--- Task 1 ---
Copy out the lines from the records, from the one containing "Each <instance> block holds" through the one containing "negative clicks: (542, 167)", inclusive, exactly as they appear.

Tommy's apartment in the Val-Kill cottage had two bedrooms and a screened porch where, on genial summer days, breakfast and lunch were served. A living room served as Tommy's office and a kitchen served as a bar, usually presided over by Henry Osthagen, a gruff-voiced employee of the Treasury Department who had been gassed in the war and who became Tommy's companion after she and her husband separated. Guests at the cottage usually assembled in Tommy's office-living room for drinks before going to dinner, a ritual that Eleanor never allowed to become too protracted. It was a family joke that when mother announced dinner, there was no nonsense—“it was ready—now.”

After dinner the guests went into the living room and sat around the fireplace. Conversation never flagged, with Eleanor, her fingers busy with some piece of knitting, setting the pace. She loved to read aloud, especially poetry, and often the much-used
Home Book of Verse
or Auntie Corinne's many books of poetry or, in the late thirties, “John Brown's Body” by Stephen Vincent Benét was brought out. She read well and without self-consciousness.

--- Task inputs ---

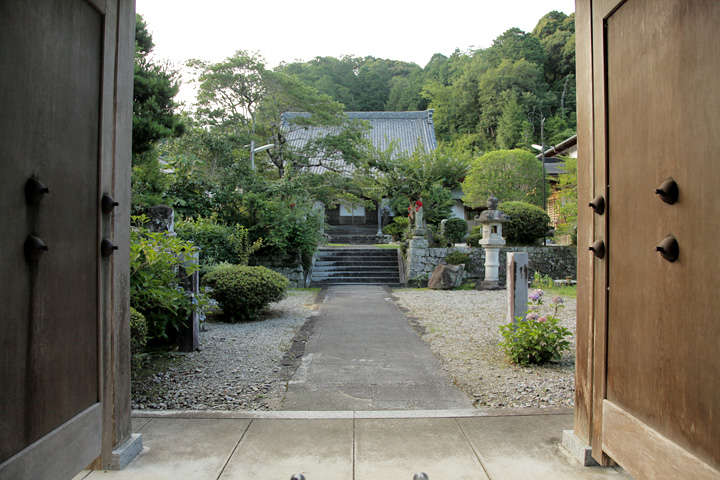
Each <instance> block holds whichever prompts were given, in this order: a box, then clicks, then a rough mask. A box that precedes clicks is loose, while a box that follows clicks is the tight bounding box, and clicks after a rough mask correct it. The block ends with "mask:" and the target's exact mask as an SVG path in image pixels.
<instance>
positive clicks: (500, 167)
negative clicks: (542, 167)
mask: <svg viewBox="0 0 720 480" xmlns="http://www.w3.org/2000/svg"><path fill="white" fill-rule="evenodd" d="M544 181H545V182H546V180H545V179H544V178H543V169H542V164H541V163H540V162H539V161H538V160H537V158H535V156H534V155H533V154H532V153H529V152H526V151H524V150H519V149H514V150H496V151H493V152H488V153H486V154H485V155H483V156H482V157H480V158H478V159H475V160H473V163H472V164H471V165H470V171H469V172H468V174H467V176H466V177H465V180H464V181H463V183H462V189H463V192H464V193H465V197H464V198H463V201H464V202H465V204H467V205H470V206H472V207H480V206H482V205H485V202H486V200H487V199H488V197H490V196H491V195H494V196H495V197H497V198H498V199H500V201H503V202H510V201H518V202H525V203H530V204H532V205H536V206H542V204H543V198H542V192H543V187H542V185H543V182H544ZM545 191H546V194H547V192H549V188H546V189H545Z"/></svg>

...

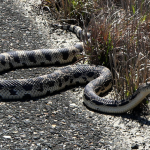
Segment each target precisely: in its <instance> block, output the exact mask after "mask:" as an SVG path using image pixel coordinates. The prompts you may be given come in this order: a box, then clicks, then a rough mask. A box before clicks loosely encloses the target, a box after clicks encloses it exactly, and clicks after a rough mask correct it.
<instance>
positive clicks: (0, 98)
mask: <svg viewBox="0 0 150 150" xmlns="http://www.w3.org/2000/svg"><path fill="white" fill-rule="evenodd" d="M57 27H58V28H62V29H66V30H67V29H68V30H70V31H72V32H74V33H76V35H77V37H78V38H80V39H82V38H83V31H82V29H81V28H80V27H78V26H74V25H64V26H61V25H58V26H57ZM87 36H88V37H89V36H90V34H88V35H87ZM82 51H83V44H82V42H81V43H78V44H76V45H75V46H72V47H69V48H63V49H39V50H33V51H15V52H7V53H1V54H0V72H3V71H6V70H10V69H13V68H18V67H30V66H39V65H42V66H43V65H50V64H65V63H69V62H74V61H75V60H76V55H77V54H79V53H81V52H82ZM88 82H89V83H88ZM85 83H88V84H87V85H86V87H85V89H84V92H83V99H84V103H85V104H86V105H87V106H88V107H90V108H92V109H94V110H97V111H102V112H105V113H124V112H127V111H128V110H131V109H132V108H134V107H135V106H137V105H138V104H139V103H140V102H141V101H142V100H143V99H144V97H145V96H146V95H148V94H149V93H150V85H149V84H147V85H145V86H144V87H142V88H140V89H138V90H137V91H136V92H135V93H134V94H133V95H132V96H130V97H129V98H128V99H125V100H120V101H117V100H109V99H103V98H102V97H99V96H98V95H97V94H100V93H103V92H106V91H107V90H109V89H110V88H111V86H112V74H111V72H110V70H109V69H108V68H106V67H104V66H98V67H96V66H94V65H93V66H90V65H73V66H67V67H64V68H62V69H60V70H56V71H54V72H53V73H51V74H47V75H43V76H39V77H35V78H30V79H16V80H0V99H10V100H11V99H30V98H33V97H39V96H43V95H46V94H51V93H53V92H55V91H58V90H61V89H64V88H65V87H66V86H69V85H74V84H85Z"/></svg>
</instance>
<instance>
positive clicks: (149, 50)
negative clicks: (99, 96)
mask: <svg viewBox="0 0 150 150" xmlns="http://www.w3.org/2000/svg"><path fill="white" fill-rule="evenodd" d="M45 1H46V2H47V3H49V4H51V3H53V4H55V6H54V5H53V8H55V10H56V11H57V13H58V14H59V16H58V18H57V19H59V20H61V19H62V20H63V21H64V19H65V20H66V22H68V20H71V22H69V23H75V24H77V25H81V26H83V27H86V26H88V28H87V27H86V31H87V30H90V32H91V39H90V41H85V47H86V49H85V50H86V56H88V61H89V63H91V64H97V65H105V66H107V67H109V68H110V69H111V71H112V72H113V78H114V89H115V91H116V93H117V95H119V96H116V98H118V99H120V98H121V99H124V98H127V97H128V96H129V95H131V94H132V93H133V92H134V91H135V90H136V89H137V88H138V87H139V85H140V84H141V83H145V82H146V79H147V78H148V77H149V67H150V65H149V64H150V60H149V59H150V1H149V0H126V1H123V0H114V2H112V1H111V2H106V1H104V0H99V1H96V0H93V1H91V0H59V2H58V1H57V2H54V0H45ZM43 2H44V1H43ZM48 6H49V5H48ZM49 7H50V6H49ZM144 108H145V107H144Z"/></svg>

--

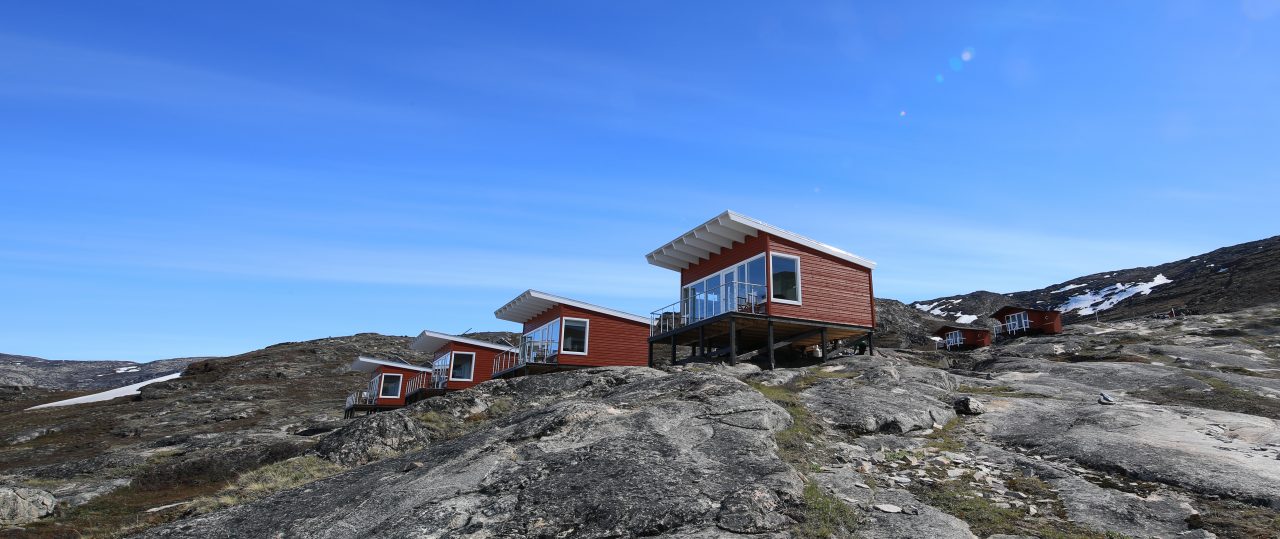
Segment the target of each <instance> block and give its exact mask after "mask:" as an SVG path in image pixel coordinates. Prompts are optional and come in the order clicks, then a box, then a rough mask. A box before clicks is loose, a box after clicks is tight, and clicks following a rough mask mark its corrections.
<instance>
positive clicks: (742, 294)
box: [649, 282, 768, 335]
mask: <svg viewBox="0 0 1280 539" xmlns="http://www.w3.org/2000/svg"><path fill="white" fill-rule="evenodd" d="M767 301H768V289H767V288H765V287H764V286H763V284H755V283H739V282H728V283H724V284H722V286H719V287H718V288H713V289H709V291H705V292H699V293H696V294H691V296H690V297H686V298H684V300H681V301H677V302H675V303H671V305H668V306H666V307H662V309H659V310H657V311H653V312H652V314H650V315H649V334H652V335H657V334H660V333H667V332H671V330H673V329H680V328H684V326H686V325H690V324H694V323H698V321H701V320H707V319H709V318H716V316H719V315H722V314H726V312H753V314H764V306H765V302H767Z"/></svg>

--- Task 2 ---
In the passage about evenings at the Val-Kill cottage, who usually presided over the kitchen that served as a bar?

--- Exercise answer 1 ---
Each <instance> block holds whichever prompts were given, in this order: a box, then clicks, then a rough mask. A box that precedes clicks is loose, while a box that follows clicks is the tight bounding box, and clicks after a rough mask correct it. The block ends with "mask:" and the target's exact mask as an SVG path in image pixels.
<instance>
positive clicks: (500, 167)
negative clicks: (542, 167)

--- Exercise answer 2 ---
Henry Osthagen, a gruff-voiced employee of the Treasury Department.